EXTRAIT FOURNI |
*-*-*

Le Ménestrel – Dimanche 4 novembre 1866

THÉÂTRE-ITALIEN : Reprise d’Otello et de Don Pasquale ; Mlle Patti ; 2e début de Mlle Lagrua
THÉÂTRE DU PALAIS-ROYAL : La Vie parisienne, pièce en quatre [1] actes de M. Ludovic Halévy et M. H. Meilhac, musique de M. J. Offenbach. — NOUVELLES.

(…)

MM. Ludovic Halévy, Henri Meilhac et Offenbach ont brillamment gagné la première bataille de leur campagne de 1867, et l’on ne peut que souhaiter aux Variétés et au Châtelet d’être aussi bien servis que le PALAIS-ROYAL. La Vie parisienne, qui vient de réussir avec quelque fracas, est tout simplement ce qu’on nomme une revue de fin d’année : seulement, le livret est fait par des jeunes gens dont l’esprit et la gaieté sont à la mode du dernier jour, tandis que ce genre d’ouvrage semble ordinairement inféodé à quelques vieux faiseurs qui ne font que reproduire, d’année en année, les actualités de l’an 1820 et de l’an 1835. Quant à la musique de M. Offenbach, nous trouvons qu’elle rompt avec un bonheur insolent et charmant la vieille routine, des timbres de vaudeville, dont nous avions les oreilles rebattues dans les théâtres de genre : pour une vingtaine de jolies chansons qui se rencontrent dans la Clef du Caveau, quelle multitude infinie de banalités et de bêtises musicales ! La muse coquette et gamine d’Offenbach renvoie sans pitié à Sainte-Périne tous ces refrains d’un vénérable ennui. Elle nous a fâché quelquefois quand elle affectait, de cascader, ainsi qu’elle aime à le dire, sur des sujets que nous croyons réservés à une muse plus noble ; mais ici, en pleine actualité, elle est chez elle, et nous avons applaudi, et de bon cœur, à ses joyeusetés.

*-*-*

ENREGISTREMENTS D'ENTRÉE |

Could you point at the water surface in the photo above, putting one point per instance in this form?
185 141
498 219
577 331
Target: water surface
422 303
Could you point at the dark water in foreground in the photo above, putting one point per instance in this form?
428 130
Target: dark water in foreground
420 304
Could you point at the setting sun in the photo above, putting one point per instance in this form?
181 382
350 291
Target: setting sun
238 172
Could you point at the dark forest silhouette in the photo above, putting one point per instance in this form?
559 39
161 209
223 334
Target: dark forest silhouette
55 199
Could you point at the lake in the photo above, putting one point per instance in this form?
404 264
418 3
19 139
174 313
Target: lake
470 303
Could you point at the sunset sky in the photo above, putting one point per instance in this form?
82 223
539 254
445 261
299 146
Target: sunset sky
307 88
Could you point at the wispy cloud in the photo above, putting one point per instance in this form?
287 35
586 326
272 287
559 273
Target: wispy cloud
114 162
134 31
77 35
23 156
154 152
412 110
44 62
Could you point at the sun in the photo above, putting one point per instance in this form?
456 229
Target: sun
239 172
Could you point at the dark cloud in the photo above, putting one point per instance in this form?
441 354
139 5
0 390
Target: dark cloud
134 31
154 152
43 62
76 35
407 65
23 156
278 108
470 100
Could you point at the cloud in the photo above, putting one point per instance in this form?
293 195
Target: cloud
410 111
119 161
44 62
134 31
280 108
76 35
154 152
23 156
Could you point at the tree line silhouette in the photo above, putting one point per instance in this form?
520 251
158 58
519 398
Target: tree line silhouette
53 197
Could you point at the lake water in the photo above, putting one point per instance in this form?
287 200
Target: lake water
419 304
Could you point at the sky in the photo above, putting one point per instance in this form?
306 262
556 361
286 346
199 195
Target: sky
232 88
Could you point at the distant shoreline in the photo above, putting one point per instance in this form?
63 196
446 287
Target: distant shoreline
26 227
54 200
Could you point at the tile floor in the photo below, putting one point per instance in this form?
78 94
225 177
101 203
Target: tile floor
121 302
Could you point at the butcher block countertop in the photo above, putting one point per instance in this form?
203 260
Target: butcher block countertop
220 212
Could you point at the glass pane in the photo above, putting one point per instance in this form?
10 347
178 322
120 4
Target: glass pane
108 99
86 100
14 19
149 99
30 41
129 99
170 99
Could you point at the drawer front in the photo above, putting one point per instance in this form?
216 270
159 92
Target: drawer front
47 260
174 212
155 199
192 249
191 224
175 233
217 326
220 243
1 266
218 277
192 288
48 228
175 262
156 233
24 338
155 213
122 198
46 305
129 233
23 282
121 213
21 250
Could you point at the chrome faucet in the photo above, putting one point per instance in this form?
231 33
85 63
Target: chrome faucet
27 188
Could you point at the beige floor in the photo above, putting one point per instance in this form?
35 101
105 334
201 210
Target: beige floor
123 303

*-*-*

À FAIRE |
a) D'après la critique de La Vie parisienne, à quel genre d'ouvrage cette pièce appartient-elle ?
b) Indiquez le nombre de lignes des enregistrements qui contiennent la chaîne "sunset", en tenant compte de la casse. Donnez uniquement ce nombre.

SOLUTIONS |
a) C'est une revue de fin d'année.

b) 2